Discourse 264 Feedback on Boko Haram and Darul Islam

Discourse 264
By Dr. Aliyu U. Tilde

Feedback

Writing your mind weekly on the pages of newspapers could be very risky even with the most sincere of purposes. On the one hand, by being critical of society, you are certain to be in the bad books of government, if you do not become a victim of its injustice. You have then refused to listen to Imam Shafi’i who likened you to someone who struggles with dogs over a corpse. He is only safe if he leaves the corpse alone. Turn to knowledge instead, he advised in a poem: “The (world) is nothing but a preposterous corpse surrounded by dogs that wish to steal it. If you avoid it, you become safe from its owners; and if you attempt to drag it, its dogs will fight you. Blessed is the soul that lights the centre of its house, with closed doors and drawn curtains.” Mamu and any publisher wishing to tell the truth should know this. They should not be surprised if our governments do not patronize them with adverts and oil concessions of hundreds of millions of naira.
On the other hand, you also run the risk of incurring the wrath of the citizens you are alerting of danger or awakening from a slumber. Perhaps, they prefer to continue in their state of heedlessness. So do not be surprised if they retaliate with ferocity. I remember the advice of Niccolo Machiavelli where in Discourses he said, “It is dangerous to attempt to free people who wish to remain slaves, just as it is dangerous to attempt to enslave people who wish to remain free.”
We are therefore running calculated risks especially when what we say does not sound appeasing to government or is contrary to mainstream thinking. The essence of writing to me is to say something different that would likely bring about a change in perception of your readers, even if controversial. If what you said is the truth, it is just a question of time that it prevails, no matter the immediate criticisms. A writer therefore must never attempt to be a sweetheart of his readers. He must load them with sufficient dose of bitter pills if and when necessary.
And it pays. When I first brought forward the issue of moon sighting into the domain of public debate in my column in 2000, the controversy that ensued had to finally succumb to reality, regardless of the prevailing theological understandings that run contrary to scientific knowledge and common sense. At last, after ten years and numerous seminar, debates and meetings among the ulama, we are reaching a rational consensus with the Sultan for the first time announcing that the crescent was not sighted that Thursday evening. Though it was actually sighted in some places like Funtua, the mistake is pardonable; the will to be rational, to me, is more important and deserves our commendation. We will get it right many times later. Other countries make such mistakes too and they are not at all shy to announce a correction later.

> Data excerpt:

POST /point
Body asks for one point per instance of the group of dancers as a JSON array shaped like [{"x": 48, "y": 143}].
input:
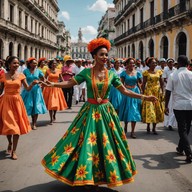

> What to do:
**A.** In the Discourse 264 column, rewrite the passage starting at "We are therefore" and ending at "and when necessary.", substituting "strong medicine" for "bitter pills".
**B.** According to the Discourse 264 column, in what year was the issue of moon sighting first brought into public debate in the column?
**C.** Carry the Discourse 264 column forward from the point where it stops.
None of the lines are needed for this work.

> Responses in order:
**A.**
We are therefore running calculated risks especially when what we say does not sound appeasing to government or is contrary to mainstream thinking. The essence of writing to me is to say something different that would likely bring about a change in perception of your readers, even if controversial. If what you said is the truth, it is just a question of time that it prevails, no matter the immediate criticisms. A writer therefore must never attempt to be a sweetheart of his readers. He must load them with sufficient dose of strong medicine if and when necessary.

**B.** 2000

**C.**
The reaction on articles on boko haram came as a surprise. Immediately it hit the inboxes of my mailing list, gamji website and the newspaper stands, the reaction was immediate, plenty and overwhelmingly positive, without, I can say, any substantial objection. This was surprising because, though I did not set out to generate controversy or to appease anyone other than ‘chaji’, I just wanted to write a simple comment. But as I started, the cultural dimension of boko haram dominated my mind and I decided to carry it throughout the article. I preferred the distributive assignment of blame, rather than the restrictive one that heaps everything on the sect members. After all, it was for their love of Islam that they decided to forsake the world and follow Yusuf, living on dates and water. We provided the fertile soil for the cultivation of their ideas by denying anything western. To us, the West deserves only condemnation. Even where such condemnation is misplaced, no one stands up to correct it. So what if some of us take it to the extreme and condemn just everything. We must share the blame.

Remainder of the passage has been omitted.